** START **
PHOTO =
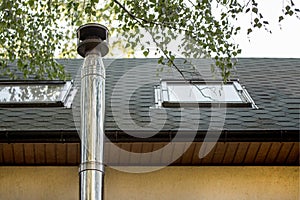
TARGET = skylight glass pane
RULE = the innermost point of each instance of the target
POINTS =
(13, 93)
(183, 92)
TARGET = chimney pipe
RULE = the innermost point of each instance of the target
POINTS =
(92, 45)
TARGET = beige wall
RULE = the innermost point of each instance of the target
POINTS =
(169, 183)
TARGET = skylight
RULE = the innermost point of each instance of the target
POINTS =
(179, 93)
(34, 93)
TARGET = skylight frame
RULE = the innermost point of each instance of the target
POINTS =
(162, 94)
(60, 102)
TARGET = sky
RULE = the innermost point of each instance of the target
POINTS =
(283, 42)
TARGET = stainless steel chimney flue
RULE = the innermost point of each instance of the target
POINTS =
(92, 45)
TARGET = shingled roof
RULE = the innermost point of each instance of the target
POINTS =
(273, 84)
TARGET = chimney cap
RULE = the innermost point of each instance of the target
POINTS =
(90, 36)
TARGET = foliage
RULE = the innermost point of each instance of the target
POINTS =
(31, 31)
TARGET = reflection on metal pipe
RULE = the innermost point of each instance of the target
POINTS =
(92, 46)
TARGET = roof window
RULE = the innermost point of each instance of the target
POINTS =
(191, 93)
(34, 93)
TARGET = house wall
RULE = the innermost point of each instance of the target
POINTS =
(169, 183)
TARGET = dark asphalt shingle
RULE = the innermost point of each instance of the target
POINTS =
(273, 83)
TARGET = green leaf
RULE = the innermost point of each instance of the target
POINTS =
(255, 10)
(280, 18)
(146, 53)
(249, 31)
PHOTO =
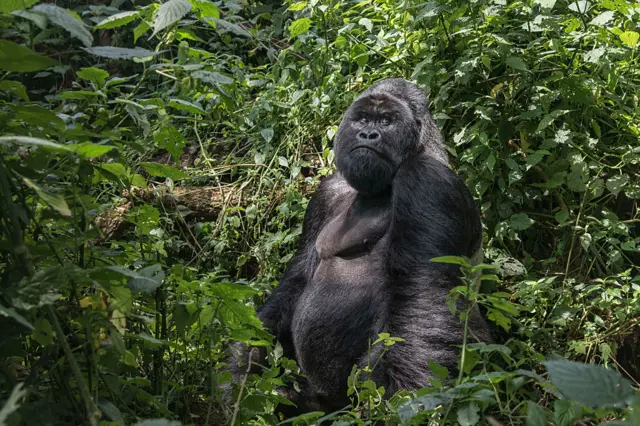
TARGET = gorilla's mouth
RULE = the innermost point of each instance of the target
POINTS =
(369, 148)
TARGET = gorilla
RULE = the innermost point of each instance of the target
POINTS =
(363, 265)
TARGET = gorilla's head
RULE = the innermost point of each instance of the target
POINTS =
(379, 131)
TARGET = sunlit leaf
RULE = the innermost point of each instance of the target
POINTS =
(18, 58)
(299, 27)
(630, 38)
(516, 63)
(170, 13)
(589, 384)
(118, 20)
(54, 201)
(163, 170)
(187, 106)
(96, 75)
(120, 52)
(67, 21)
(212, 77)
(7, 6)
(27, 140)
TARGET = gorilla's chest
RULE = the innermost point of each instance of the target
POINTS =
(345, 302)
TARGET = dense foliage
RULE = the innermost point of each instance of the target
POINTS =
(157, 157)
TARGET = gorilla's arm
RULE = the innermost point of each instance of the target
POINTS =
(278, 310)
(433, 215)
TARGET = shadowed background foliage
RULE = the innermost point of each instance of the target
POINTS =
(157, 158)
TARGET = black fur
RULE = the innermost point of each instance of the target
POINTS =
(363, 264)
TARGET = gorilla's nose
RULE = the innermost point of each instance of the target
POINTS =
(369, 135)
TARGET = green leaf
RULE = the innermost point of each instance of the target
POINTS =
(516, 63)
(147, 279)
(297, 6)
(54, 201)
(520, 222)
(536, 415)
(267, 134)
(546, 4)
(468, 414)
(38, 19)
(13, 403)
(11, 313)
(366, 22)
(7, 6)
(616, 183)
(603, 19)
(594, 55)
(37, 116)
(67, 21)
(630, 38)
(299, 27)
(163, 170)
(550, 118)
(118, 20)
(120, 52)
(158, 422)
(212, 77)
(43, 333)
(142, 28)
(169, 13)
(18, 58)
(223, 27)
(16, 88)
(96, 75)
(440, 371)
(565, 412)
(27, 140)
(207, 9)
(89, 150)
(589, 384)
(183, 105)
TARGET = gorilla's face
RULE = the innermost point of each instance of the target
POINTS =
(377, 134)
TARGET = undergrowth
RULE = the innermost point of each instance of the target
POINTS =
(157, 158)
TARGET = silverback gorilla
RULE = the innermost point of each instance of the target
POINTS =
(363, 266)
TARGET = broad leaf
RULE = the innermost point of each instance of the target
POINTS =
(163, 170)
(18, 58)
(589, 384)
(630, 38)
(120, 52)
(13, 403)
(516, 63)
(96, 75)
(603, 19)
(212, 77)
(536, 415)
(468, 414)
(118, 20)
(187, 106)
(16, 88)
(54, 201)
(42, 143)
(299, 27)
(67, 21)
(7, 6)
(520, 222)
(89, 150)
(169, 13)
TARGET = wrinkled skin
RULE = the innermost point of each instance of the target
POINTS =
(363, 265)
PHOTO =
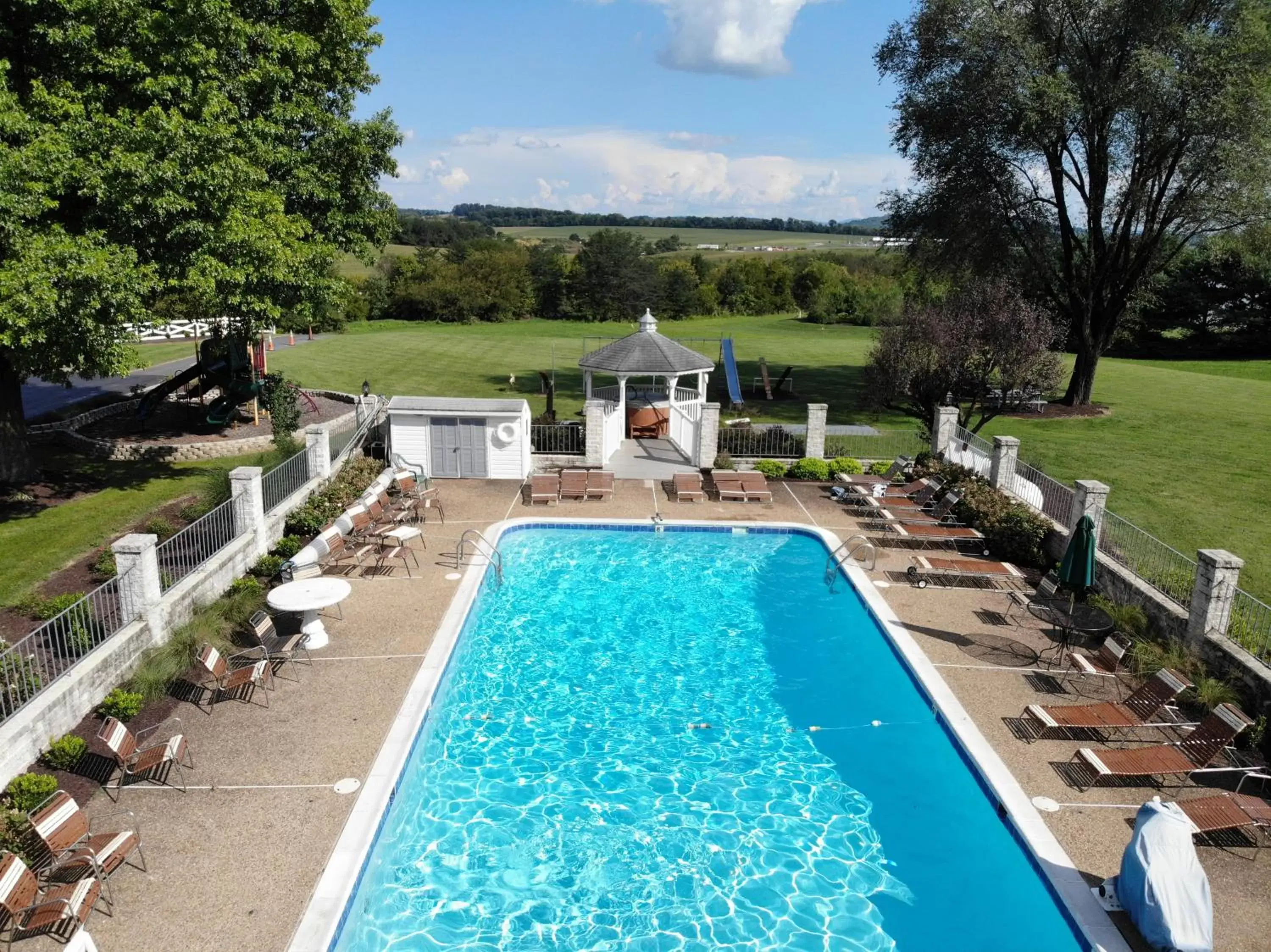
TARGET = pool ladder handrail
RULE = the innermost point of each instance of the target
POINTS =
** END **
#### [Exercise details]
Extract, word for word, every line from the one containing "TARGET = undergrowth" to the end of the data above, both ends included, and leave out the pictures.

#### [Answer to the task]
TARGET = undergrowth
RULE = the innermost point of each instance of the target
POINTS =
(157, 158)
TARGET = silverback gorilla
RULE = the innermost point of each instance of the target
POINTS =
(363, 266)
TARGET = broad leaf
RULE = the innermost point of each instance of the target
POINTS =
(163, 170)
(18, 58)
(589, 384)
(630, 38)
(120, 52)
(13, 403)
(516, 63)
(96, 75)
(603, 19)
(212, 77)
(536, 415)
(468, 414)
(118, 20)
(187, 106)
(16, 88)
(54, 201)
(42, 143)
(299, 27)
(67, 21)
(7, 6)
(520, 222)
(89, 150)
(169, 13)
TARGET = wrinkled skin
RULE = the innermost point of each instance of the target
POINTS =
(363, 265)
PHOTO =
TARGET = pool ladder handrail
RULE = the innermost point of each instance of the target
POINTS =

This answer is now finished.